==== SOURCE DOCUMENT

Dealing with vast storehouses of wheat, rice, and maize became quite a chore for the monarchs and emperors that developed along with the new economy. There was simply too much data to be managed in the minds of the elders (who by now were feeling the effects of hardware obsolescence as they were being pushed quietly into the background).

And so, in order to store all the new information, humanity invented the technology of writing. And though great scholars like Aristotle warned that the invention of the alphabet would lead to the subtle but total demise of the creativity and sensibility of humanity, data began to be stored in voluminous data repositories, called books.

As we know, eventually books propogated with great speed and soon, whole communities of books migrated to the first real "databases", libraries.

Unlike previous versions of data warehouses (people and books), that might be considered the australopithecines of the database lineage, libraries crossed over into the modern-day species, though they were incredibly primitive of course.

========
==== RAW DATA

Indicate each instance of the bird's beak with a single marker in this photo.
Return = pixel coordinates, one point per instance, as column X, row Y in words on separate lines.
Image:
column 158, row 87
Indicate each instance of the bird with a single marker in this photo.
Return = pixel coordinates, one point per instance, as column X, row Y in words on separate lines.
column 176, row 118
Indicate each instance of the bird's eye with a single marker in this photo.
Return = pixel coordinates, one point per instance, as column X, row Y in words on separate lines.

========

● **TASK PROMPT**
Could you continue the passage on the early history of data storage, picking up right after its final sentence about libraries?

● **RESULT FOR THIS TASK**
Specifically, libraries introduced "standards" by which data could be stored and retrieved.

After all, without standards for accessing data, libraries would be like my closet, endless and engulfing swarms of chaos. Books, and the data within books, had to be quickly accessible by anyone if they were to be useful.

In fact, the usefulness of a library, or any base of data, is proportional to its data storage and retrieval efficiency. This one corollary would drive the evolution of databases over the next 2000 years to its current state.

Thus, early librarians defined standardized filing and retrieval protocols. Perhaps, if you have ever made it off the web, you will have seen an old library with its cute little indexing system (card catalog) and pointers (Dewey decimal system).

And for the next couple thousand years libraries grew, and grew, and grew along with associated storage/retrieval technologies such as the filing cabinet, colored tabs, and three ring binders.

All this until one day about half a century ago, some really bright folks including Alan Turing, working for the British government were asked to invent an advanced tool for breaking German cryptographic "Enigma" codes.

Readers: In response to the above sentence, a concerned reader wrote in with the following comments, which I have verified online as true. I have left the original text in tact, but add his comments...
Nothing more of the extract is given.